Task instructions>
Nothing in the records may change. Print them all again.

Data in this exercise>
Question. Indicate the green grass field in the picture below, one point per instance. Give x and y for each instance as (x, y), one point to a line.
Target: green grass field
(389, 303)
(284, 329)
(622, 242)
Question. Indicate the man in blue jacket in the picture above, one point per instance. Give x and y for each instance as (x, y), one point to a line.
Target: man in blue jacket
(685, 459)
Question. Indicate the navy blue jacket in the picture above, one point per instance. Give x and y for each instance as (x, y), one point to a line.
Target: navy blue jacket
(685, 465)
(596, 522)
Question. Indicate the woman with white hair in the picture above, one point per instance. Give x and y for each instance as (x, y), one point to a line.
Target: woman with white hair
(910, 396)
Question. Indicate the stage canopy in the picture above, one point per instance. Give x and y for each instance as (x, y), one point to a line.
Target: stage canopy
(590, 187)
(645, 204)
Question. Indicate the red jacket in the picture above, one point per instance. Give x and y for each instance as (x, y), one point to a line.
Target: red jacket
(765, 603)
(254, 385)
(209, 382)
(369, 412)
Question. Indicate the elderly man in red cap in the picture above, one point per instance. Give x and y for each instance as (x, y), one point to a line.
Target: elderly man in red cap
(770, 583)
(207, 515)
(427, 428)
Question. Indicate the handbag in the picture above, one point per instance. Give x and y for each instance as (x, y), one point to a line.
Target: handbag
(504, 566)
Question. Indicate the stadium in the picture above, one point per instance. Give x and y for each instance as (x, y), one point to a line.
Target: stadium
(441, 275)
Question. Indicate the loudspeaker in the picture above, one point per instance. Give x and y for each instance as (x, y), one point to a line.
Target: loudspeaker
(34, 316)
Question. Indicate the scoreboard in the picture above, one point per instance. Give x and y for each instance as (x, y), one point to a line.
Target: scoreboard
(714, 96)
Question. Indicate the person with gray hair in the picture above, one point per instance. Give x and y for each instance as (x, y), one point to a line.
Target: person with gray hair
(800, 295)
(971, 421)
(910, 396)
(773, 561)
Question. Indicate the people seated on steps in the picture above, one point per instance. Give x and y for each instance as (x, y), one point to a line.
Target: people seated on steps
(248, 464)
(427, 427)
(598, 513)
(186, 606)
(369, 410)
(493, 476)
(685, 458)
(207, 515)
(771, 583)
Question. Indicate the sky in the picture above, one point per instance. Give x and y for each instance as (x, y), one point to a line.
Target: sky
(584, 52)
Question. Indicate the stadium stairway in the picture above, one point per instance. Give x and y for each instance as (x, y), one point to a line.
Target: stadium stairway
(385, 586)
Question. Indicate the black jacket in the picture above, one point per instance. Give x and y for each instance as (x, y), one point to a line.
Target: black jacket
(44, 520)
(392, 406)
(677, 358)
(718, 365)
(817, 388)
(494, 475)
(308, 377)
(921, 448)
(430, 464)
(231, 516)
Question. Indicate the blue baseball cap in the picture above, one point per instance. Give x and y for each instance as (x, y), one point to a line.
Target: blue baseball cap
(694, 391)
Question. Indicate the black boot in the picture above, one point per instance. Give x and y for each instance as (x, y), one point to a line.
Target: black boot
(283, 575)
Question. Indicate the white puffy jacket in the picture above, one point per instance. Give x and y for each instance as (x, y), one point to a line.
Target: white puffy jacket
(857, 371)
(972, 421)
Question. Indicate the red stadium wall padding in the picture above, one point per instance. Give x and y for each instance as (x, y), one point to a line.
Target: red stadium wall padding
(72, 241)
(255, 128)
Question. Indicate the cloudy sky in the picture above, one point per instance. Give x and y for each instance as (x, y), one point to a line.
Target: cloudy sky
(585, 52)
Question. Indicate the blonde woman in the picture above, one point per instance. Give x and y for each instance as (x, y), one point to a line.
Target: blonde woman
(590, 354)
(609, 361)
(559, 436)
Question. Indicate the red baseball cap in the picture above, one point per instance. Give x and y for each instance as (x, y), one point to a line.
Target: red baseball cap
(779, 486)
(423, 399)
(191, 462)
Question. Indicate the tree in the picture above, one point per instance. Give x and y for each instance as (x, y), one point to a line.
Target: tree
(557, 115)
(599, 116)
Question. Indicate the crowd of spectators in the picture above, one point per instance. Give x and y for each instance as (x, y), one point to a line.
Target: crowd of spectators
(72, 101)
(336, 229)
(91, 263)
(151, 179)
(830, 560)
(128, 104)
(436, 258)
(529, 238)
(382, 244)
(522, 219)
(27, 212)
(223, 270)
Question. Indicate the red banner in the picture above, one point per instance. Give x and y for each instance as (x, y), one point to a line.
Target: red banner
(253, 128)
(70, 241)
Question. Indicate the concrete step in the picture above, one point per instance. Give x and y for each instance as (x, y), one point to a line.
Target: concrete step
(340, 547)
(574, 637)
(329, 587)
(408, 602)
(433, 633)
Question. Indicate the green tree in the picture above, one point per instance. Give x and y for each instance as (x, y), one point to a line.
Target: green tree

Output for this task>
Question. Indicate the green grass field in the picture below, one point per instance. Give x and y for each instance as (x, y), one point to a line.
Target: green grass field
(389, 303)
(284, 329)
(622, 242)
Question. Indicate the man in blue jacket in the picture above, one point per instance. Give x and y for each instance as (x, y), one point to a line.
Target: man in blue jacket
(685, 459)
Question. Indicate the navy blue jacket in the picture above, one point per instance. Give x and y for each instance as (x, y), one point to a line.
Target: navy blue jacket
(685, 465)
(596, 522)
Question. Indicate the woman with white hair in the picture above, one point per instance. Give x and y for each instance as (x, y), one point to a line.
Target: woman with white hair
(910, 396)
Question. Indicate the stage canopy in the picture above, one point per instance. Give x and y for each instance as (x, y), one point to a line.
Target: stage canopy
(590, 187)
(645, 204)
Question. Indicate the red jacket in the picture above, one point per instance. Give x and y for each instance as (x, y), one point to a line.
Target: red jacket
(765, 603)
(254, 385)
(209, 382)
(369, 412)
Question. Indicate the elderly man in red cap in the picture above, one point per instance. Give x and y for each instance as (x, y), one point to a line.
Target: elderly man in red cap
(770, 583)
(207, 515)
(427, 428)
Question. Indicate the handbag in the picture above, one point per instance. Give x and y for each instance as (x, y), one point to a line.
Target: handbag
(504, 566)
Question. Indicate the stadium in the picture above, one point per instance. Give x and y for each instance as (x, y), one point to a line.
Target: stadium
(441, 275)
Question. Indicate the loudspeaker in the picture above, one point per instance. Give x and y for each instance as (x, y), one point to a line.
Target: loudspeaker
(34, 316)
Question. Indicate the scoreboard in the picture above, one point per instance. Give x and y for each instance as (x, y), one point to a line.
Target: scoreboard
(714, 96)
Question. Indicate the person with gray hair in the picture above, one point per instance. Give x and y for each instance as (x, y), one point to a line.
Target: person with gray hair
(800, 295)
(971, 421)
(910, 396)
(773, 561)
Question. Indicate the people seated on steps in the picture above, one point per instance. Give x and y for each instance as (x, y), one point to a line.
Target: people seated on steps
(248, 464)
(427, 427)
(598, 513)
(186, 606)
(369, 410)
(493, 476)
(685, 458)
(207, 515)
(771, 583)
Question. Indicate the sky in the picture above, one point per instance. Give x and y for each instance as (x, y), one point to a line.
Target: sky
(584, 52)
Question. Indicate the stadium stairway in the picture above, one point per instance. Give x and y for each instance as (x, y), one point to a line.
Target: stadium stairway
(385, 586)
Question. Indicate the black jacket in the picture above, one point per instance. Give x and y for each instance as (x, y), one point to a line.
Target: black jacket
(44, 520)
(392, 406)
(677, 358)
(718, 365)
(817, 388)
(494, 475)
(308, 377)
(921, 448)
(430, 464)
(231, 516)
Question. Indicate the blue baseball cap in the picture above, one point per instance. Give x and y for each instance as (x, y), one point to a line.
Target: blue baseball cap
(694, 391)
Question. Indicate the black boot in the picture above, one point per instance. Give x and y for each instance as (x, y), one point to a line.
Target: black boot
(283, 575)
Question. Indicate the white puffy jacket in the picture above, one point per instance. Give x and y for each instance as (x, y), one point to a line.
Target: white puffy jacket
(857, 371)
(972, 421)
Question. Indicate the red stadium wall padding in the picture above, one point per instance. Give x and y for each instance as (x, y), one point to a line.
Target: red stadium wall padding
(72, 241)
(255, 128)
Question. Indicate the cloudy sky in the picture above, one point per instance. Give x and y for each instance as (x, y), one point to a line.
Target: cloudy sky
(585, 52)
Question. Indicate the blonde woman in the picture above, one point per instance. Give x and y for each instance as (x, y), one point to a line.
Target: blonde woman
(590, 354)
(609, 361)
(559, 436)
Question. Indicate the red baseball cap in the picture above, one point per instance. Give x and y for each instance as (x, y), one point to a line.
Target: red baseball cap
(779, 486)
(423, 399)
(191, 462)
Question. Indicate the tree in the picture above, one point per instance. Give x and y for each instance as (x, y), one point to a line.
Target: tree
(557, 115)
(599, 116)
Question. Indicate the crowd of spectators in the picture above, one point per instance. Give x and y for each instance as (x, y), one point to a line.
Target: crowd of spectators
(72, 101)
(336, 229)
(91, 263)
(151, 179)
(830, 560)
(128, 104)
(436, 258)
(529, 238)
(382, 244)
(522, 219)
(27, 212)
(223, 270)
Question. Indicate the red banner in the picture above, one point per instance. Give x and y for each instance as (x, y), one point to a line.
Target: red banner
(253, 128)
(70, 241)
Question. Indicate the concrete step in the picture above, one point per instance. Give x and y for each instance as (x, y), one point to a line.
Target: concrete step
(340, 547)
(574, 637)
(329, 587)
(408, 602)
(433, 633)
Question. Indicate the green tree in the picture above, one point per instance. Give x and y for each instance as (x, y), one point to a line.
Target: green tree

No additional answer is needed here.